### EXERCISE AIM
Each record is to be transcribed exactly.

### DATA ROWS

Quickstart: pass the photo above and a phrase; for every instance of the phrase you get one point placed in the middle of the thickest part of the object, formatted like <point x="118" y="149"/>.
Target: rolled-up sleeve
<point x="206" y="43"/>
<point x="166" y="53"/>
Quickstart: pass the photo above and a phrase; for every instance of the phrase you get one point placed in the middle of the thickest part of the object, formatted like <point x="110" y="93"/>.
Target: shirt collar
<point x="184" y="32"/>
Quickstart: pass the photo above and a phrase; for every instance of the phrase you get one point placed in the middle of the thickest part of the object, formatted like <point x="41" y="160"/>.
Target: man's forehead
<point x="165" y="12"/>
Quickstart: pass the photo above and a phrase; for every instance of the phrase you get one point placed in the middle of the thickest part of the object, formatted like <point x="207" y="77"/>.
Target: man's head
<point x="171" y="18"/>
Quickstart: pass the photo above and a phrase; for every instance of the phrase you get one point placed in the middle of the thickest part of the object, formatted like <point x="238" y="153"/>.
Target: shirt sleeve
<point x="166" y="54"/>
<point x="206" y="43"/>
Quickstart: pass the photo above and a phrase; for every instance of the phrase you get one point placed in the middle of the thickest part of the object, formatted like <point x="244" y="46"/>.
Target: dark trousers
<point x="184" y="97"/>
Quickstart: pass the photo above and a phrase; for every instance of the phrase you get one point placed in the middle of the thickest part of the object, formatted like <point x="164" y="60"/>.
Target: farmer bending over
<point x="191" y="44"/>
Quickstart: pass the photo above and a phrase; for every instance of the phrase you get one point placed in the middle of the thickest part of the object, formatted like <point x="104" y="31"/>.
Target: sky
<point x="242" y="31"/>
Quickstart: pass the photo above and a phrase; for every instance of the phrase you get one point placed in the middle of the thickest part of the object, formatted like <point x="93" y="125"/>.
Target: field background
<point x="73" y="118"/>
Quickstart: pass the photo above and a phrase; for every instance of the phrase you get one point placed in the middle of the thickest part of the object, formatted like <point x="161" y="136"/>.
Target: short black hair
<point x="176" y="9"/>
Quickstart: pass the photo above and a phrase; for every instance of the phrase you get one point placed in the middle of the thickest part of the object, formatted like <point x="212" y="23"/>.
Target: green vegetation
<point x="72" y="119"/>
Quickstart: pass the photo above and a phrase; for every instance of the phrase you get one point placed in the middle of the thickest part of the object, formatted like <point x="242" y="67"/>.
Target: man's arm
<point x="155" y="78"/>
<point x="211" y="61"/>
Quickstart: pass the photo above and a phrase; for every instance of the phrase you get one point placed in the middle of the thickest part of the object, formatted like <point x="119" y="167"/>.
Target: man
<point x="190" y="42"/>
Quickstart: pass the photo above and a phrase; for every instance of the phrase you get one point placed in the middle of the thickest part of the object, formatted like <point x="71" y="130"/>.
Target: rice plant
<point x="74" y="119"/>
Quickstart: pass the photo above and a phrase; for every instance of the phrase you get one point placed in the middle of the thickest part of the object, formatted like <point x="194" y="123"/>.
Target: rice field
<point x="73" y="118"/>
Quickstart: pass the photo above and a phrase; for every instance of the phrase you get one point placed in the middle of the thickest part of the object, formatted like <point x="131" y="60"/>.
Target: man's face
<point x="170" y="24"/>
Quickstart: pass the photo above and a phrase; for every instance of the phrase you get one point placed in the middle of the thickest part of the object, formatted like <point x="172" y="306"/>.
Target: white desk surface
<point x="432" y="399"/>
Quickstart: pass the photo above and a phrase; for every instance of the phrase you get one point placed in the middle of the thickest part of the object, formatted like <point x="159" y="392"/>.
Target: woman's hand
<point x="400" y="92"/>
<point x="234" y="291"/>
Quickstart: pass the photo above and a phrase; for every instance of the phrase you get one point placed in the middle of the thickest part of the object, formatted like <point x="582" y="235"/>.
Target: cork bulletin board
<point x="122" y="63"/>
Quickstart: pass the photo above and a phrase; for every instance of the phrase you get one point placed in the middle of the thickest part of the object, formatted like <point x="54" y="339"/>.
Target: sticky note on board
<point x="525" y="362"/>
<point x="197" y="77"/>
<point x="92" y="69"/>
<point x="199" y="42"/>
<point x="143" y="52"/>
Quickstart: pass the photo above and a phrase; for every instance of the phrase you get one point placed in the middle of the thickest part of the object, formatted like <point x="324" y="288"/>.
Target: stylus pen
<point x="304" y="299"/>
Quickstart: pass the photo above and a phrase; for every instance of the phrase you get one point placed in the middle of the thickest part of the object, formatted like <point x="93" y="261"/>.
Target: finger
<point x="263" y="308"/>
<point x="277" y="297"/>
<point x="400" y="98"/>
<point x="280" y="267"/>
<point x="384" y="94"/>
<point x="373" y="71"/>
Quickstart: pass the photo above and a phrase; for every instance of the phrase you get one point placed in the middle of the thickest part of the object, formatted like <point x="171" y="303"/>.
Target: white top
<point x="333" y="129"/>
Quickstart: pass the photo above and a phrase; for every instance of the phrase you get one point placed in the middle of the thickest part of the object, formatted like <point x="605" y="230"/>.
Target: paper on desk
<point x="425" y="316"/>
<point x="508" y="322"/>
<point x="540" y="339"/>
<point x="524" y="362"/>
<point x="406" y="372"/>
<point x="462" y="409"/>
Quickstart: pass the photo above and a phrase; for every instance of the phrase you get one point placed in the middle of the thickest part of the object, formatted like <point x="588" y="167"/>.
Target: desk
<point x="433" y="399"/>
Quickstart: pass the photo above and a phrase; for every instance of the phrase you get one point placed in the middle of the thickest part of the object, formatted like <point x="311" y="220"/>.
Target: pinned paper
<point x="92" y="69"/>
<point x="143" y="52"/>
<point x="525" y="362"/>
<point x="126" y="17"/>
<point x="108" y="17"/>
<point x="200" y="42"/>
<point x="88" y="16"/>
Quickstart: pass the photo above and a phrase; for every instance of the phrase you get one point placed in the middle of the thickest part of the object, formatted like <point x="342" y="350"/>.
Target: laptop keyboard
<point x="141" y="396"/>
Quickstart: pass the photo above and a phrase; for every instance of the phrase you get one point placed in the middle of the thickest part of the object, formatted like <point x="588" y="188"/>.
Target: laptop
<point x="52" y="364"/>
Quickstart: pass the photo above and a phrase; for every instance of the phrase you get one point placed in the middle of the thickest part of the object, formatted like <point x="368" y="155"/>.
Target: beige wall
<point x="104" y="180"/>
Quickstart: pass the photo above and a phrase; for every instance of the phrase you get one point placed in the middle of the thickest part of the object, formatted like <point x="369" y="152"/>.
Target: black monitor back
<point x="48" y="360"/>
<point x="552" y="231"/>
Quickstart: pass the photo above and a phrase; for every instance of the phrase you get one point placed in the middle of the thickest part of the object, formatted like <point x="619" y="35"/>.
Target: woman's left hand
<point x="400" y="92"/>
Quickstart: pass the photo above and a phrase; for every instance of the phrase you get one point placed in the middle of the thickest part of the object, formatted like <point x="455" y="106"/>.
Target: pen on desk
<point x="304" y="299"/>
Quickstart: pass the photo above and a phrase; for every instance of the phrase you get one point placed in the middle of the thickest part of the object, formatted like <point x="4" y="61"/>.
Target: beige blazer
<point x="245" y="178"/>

### CORRECT RESPONSE
Quickstart: pass the photo above and a phrase; for every instance of the phrase you get one point placed in the middle of the thickest part of the object, formatted like <point x="118" y="149"/>.
Target: rolled-up sleeve
<point x="206" y="43"/>
<point x="166" y="53"/>
Quickstart: pass the photo above and a phrase; for every instance of the phrase you get one point placed in the middle of the thickest part of the object, formatted like <point x="110" y="93"/>.
Target: shirt collar
<point x="184" y="32"/>
Quickstart: pass the photo above and a phrase; for every instance of the phrase you get one point placed in the middle of the thickest part of the object, formatted like <point x="41" y="160"/>.
Target: man's forehead
<point x="165" y="12"/>
Quickstart: pass the photo above and a phrase; for every instance of the phrase you get one point placed in the middle of the thickest part of the object, formatted like <point x="207" y="77"/>.
Target: man's head
<point x="171" y="18"/>
Quickstart: pass the photo above and a phrase; for every instance of the phrase you get one point placed in the middle of the thickest part of the object, formatted like <point x="238" y="153"/>.
Target: shirt sleeve
<point x="166" y="54"/>
<point x="206" y="43"/>
Quickstart: pass the photo above and a phrase; for every instance of the phrase you get one point placed in the middle of the thickest part of the object, formatted like <point x="244" y="46"/>.
Target: dark trousers
<point x="184" y="97"/>
Quickstart: pass the photo above and a phrase; for every instance of the phrase you get one point placed in the middle of the thickest part of the object, formatted like <point x="164" y="60"/>.
Target: farmer bending over
<point x="191" y="44"/>
Quickstart: pass the photo above and a phrase; for every instance of the phrase you get one point placed in the middle of the thickest part of the object, formatted like <point x="104" y="31"/>.
Target: sky
<point x="242" y="31"/>
Quickstart: pass the photo above and a phrase; for every instance of the phrase you get one point placed in the middle of the thickest part of the object, formatted like <point x="93" y="125"/>.
Target: field background
<point x="73" y="118"/>
Quickstart: pass the photo above and a phrase; for every instance of the phrase you get one point placed in the middle of the thickest part of the object, formatted like <point x="161" y="136"/>.
Target: short black hair
<point x="176" y="9"/>
Quickstart: pass the photo above and a phrase; for every instance of the phrase you get one point placed in the middle of the thickest part of the object, formatted like <point x="212" y="23"/>.
Target: green vegetation
<point x="72" y="119"/>
Quickstart: pass the photo above and a phrase; for every instance of the phrase you get one point placed in the middle of the thickest part of the object, formatted like <point x="242" y="67"/>.
Target: man's arm
<point x="155" y="78"/>
<point x="211" y="61"/>
Quickstart: pass the photo above and a phrase; for every instance of the phrase you get one point placed in the middle of the thickest part of the object, formatted like <point x="119" y="167"/>.
Target: man
<point x="190" y="42"/>
Quickstart: pass the photo above and a phrase; for every instance of the phrase you get one point placed in the middle of the thickest part of the object, formatted like <point x="71" y="130"/>.
Target: rice plant
<point x="74" y="119"/>
Quickstart: pass the photo above and a phrase; for every instance of the phrase you get one point placed in the middle of the thickest part of the object, formatted like <point x="194" y="123"/>.
Target: rice field
<point x="73" y="118"/>
Quickstart: pass the photo above and a phrase; for every instance of the phrase you get one point placed in the middle of the thickest part of the object, formatted like <point x="131" y="60"/>.
Target: man's face
<point x="170" y="24"/>
Quickstart: pass the photo above and a phrase; for every instance of the phrase you get one point placed in the middle of the thickest part of the object, formatted like <point x="172" y="306"/>.
Target: white desk surface
<point x="432" y="399"/>
Quickstart: pass the photo above and a phrase; for every instance of the phrase you get one point placed in the middle of the thickest part of the object, formatted like <point x="159" y="392"/>.
Target: woman's hand
<point x="400" y="92"/>
<point x="234" y="291"/>
Quickstart: pass the photo above and a phrase; for every instance of the phrase you get one point placed in the middle of the thickest part of the object, formatted like <point x="582" y="235"/>.
Target: cork bulletin board
<point x="122" y="63"/>
Quickstart: pass the photo above and a phrase; for every instance of the phrase you get one point placed in the middle of the thickest part of the object, formatted like <point x="54" y="339"/>.
Target: sticky note on board
<point x="525" y="362"/>
<point x="197" y="77"/>
<point x="92" y="69"/>
<point x="199" y="42"/>
<point x="143" y="52"/>
Quickstart: pass the photo above and a phrase; for every instance of the phrase you get one point placed in the middle of the thickest part of the object, formatted like <point x="324" y="288"/>.
Target: stylus pen
<point x="304" y="299"/>
Quickstart: pass the photo above and a phrase; for every instance of the phrase you get one point placed in the middle of the thickest part of the object, formatted like <point x="93" y="261"/>.
Target: finger
<point x="263" y="308"/>
<point x="277" y="297"/>
<point x="400" y="98"/>
<point x="280" y="267"/>
<point x="384" y="94"/>
<point x="373" y="71"/>
Quickstart: pass the photo above and a phrase; for every instance of the phrase you get one point placed in the middle of the thickest part of the object, formatted like <point x="171" y="303"/>.
Target: white top
<point x="333" y="129"/>
Quickstart: pass the photo above and a phrase; for every instance of the phrase you get one point placed in the middle of the thickest part of the object, formatted like <point x="605" y="230"/>.
Target: paper on desk
<point x="425" y="316"/>
<point x="508" y="322"/>
<point x="540" y="339"/>
<point x="524" y="362"/>
<point x="406" y="372"/>
<point x="462" y="409"/>
Quickstart: pass the photo above and a phrase; for every instance of the phrase you get one point placed in the middle of the thickest part of the object, formatted like <point x="588" y="167"/>.
Target: desk
<point x="433" y="399"/>
Quickstart: pass the photo above and a phrase; for every instance of the phrase you get one point placed in the middle of the thickest part of the object, formatted like <point x="311" y="220"/>.
Target: pinned paper
<point x="92" y="69"/>
<point x="143" y="52"/>
<point x="525" y="362"/>
<point x="126" y="17"/>
<point x="108" y="17"/>
<point x="200" y="42"/>
<point x="88" y="16"/>
Quickstart: pass the photo above and a phrase; for every instance of the phrase you get one point placed in the middle of the thickest part of the object, formatted like <point x="342" y="350"/>.
Target: laptop keyboard
<point x="141" y="396"/>
Quickstart: pass the photo above and a phrase; for every instance of the phrase you get one point placed in the middle of the thickest part of the object, formatted like <point x="588" y="188"/>.
Target: laptop
<point x="52" y="364"/>
Quickstart: pass the photo above and a phrase; for every instance of the phrase you get one point placed in the middle of the thickest part of the object, formatted like <point x="368" y="155"/>.
Target: beige wall
<point x="104" y="180"/>
Quickstart: pass the photo above and a phrase; for every instance of the phrase you get one point placed in the middle of the thickest part of the object, formatted like <point x="369" y="152"/>.
Target: black monitor back
<point x="48" y="360"/>
<point x="552" y="231"/>
Quickstart: pass the photo above and a phrase; for every instance of the phrase you get one point placed in the middle of the thickest part of the object, formatted like <point x="619" y="35"/>.
Target: woman's left hand
<point x="400" y="92"/>
Quickstart: pass the photo above and a phrase; for every instance of the phrase you get one point placed in the middle of the thickest part of the object, formatted like <point x="455" y="106"/>.
Target: pen on desk
<point x="304" y="299"/>
Quickstart: pass the photo above and a phrase; for every instance of the phrase you get one point placed in the middle of the thickest part of the object, formatted like <point x="4" y="61"/>.
Target: beige blazer
<point x="245" y="178"/>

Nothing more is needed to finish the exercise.